- [Problems and tasks]
(1) In the news article about Ashland Regional Medical Center's bankruptcy, what price did Province Healthcare agree to pay for the hospital?
(2) Reproduce the hospital bankruptcy article from "In January, Province" up to and including "the bankruptcy court.".
(3) Continue the news article about Ashland Regional Medical Center's bankruptcy and sale to Province Healthcare from the point where it stops.

- [Text provided]
--

Federal bankruptcy court once again has become the matchmaker between a for-profit hospital chain and a struggling not-for-profit hospital, with hospital creditors left at the altar.
Last week, Province Healthcare Co., Brentwood, Tenn., agreed to acquire 75-bed Ashland (Pa.) Regional Medical Center for $4 million only after not-for-profit Ashland rinsed off $10.7 million in debt by filing for bankruptcy.
"Typically bankruptcy is a way to accomplish a sale if there's a lot of debt which the buyer doesn't want to assume," said Ashland's attorney, Eric Brossman, a partner in Duane, Morris & Heckscher in Harrisburg, Pa., explaining one of the primary reasons for the bankruptcy filing. "It was a way for Province to buy."
Stuck in the middle of an ill-advised renovation project, buried under mounting vendor debt and lagging in lease payments for capital equipment, Ashland last year went looking for a white knight. It found a possible suitor in November 2000 when officials at Province, interested in the fast-changing Pennsylvania hospital market, first made overtures to the foundering not-for-profit hospital.
In January, Province and Ashland executed a letter of intent whereby Province would lease the hospital, assume all debt and invest about $20 million into the aging facility. But by February, the deal was off. After due diligence, Province said it was not willing to take on Ashland's debt.
On March 29, Ashland erased $10.7 million of debt by filing for reorganization under Chapter 11 in U.S. Bankruptcy Court in Harrisburg. Brossman said he expected that after filing motions to approve the transaction and establish sale procedures last week, "this will happen in short order," meaning as soon as 45 days. In total, 573 creditors with 57 claims have stepped forward, according to the bankruptcy court.

--

- [Dataset extract]

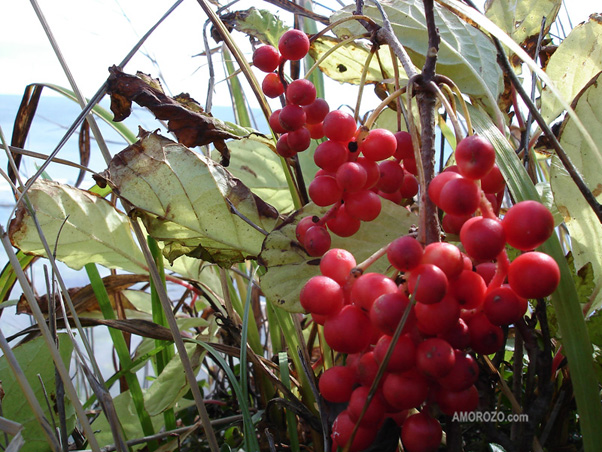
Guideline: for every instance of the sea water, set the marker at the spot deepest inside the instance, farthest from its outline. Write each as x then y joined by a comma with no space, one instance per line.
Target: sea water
53,117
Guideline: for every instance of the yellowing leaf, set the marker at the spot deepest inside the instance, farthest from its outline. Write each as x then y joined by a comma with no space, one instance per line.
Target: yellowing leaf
189,202
466,55
289,267
347,62
84,227
259,168
577,59
582,223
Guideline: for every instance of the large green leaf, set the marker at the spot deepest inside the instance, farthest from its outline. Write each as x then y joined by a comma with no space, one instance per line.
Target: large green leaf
36,363
466,55
84,228
289,267
259,168
583,225
521,19
577,59
346,63
187,201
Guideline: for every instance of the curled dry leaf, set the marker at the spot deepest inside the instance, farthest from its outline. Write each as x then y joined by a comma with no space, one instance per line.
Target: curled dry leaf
185,117
189,202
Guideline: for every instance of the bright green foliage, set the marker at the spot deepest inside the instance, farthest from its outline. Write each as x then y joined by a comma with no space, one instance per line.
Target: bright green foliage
581,49
347,62
582,223
522,19
69,218
35,361
466,55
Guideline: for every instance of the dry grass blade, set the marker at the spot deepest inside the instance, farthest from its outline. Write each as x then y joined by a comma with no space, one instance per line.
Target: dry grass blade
25,115
29,394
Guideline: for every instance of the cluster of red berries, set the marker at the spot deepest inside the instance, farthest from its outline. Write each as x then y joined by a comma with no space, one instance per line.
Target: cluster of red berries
462,300
301,118
357,167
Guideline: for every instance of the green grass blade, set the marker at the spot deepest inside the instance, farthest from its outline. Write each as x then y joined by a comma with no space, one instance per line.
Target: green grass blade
8,276
575,340
244,405
291,421
165,355
99,111
121,348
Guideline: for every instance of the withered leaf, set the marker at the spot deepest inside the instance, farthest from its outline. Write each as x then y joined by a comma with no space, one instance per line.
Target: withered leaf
83,298
185,117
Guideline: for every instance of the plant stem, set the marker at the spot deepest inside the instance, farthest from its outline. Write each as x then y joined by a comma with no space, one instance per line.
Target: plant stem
564,158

--

- [Answer list]
(1) $4 million.

(2)
In January, Province and Ashland executed a letter of intent whereby Province would lease the hospital, assume all debt and invest about $20 million into the aging facility. But by February, the deal was off. After due diligence, Province said it was not willing to take on Ashland's debt.
On March 29, Ashland erased $10.7 million of debt by filing for reorganization under Chapter 11 in U.S. Bankruptcy Court in Harrisburg. Brossman said he expected that after filing motions to approve the transaction and establish sale procedures last week, "this will happen in short order," meaning as soon as 45 days. In total, 573 creditors with 57 claims have stepped forward, according to the bankruptcy court.

(3)
The sale, which is expected to close in the next three months, marks the convergence of several trends first reported by Modern Healthcare: not-for-profits using the bankruptcy courts to make themselves more attractive to buyers; for-profit chains strongly hinting to their not-for-profit acquisition targets to do just that; and for-profit chains finding the state of Pennsylvania fertile ground for hospital acquisitions.
If the deal goes through, it would mark Ashland's third incarnation since it was built by the state as a public hospital in 1882 to treat injured coal miners. The state divested the hospital in 1992, selling it to the Ashland community for $100,000. The not-for-profit started its new life with $1.6 million in accounts receivable and $900,000 in cash, according to bankruptcy filings.
At deadline, the precise value of Ashland's assets and liabilities at the time of the bankruptcy filing was not available.
For most of the next decade, the hospital struggled to stand on its own feet under three outside management teams. It posted operating losses three of its first four years, through 1996, then operated in the black for the next three years before declining in fiscal 2000.
The hospital lost more than $600,000 on $21 million in net revenue in the fiscal year ended June 30, 2000, said Dawn Gideon, Ashland's interim chief executive officer. This year's losses are projected at more than $1 million, she said.
Gideon, a principal at Transition Management Group, Pittsburgh, was hired to manage the hospital in February, replacing Michael Callen of Commonwealth Health Associates, Philadelphia, who was fired after managing the hospital since 1995, according to bankruptcy documents. Gideon said that when she came on board, the hospital already was buckling under $8.5 million in debt.
Before Gideon put a stop to it, the hospital had withdrawn $4 million from a $6 million bank loan to spruce up the patient-care areas, she said. The hospital owed its vendors another $4.5 million, and it was in arrears on "several million" in capital leases, she said.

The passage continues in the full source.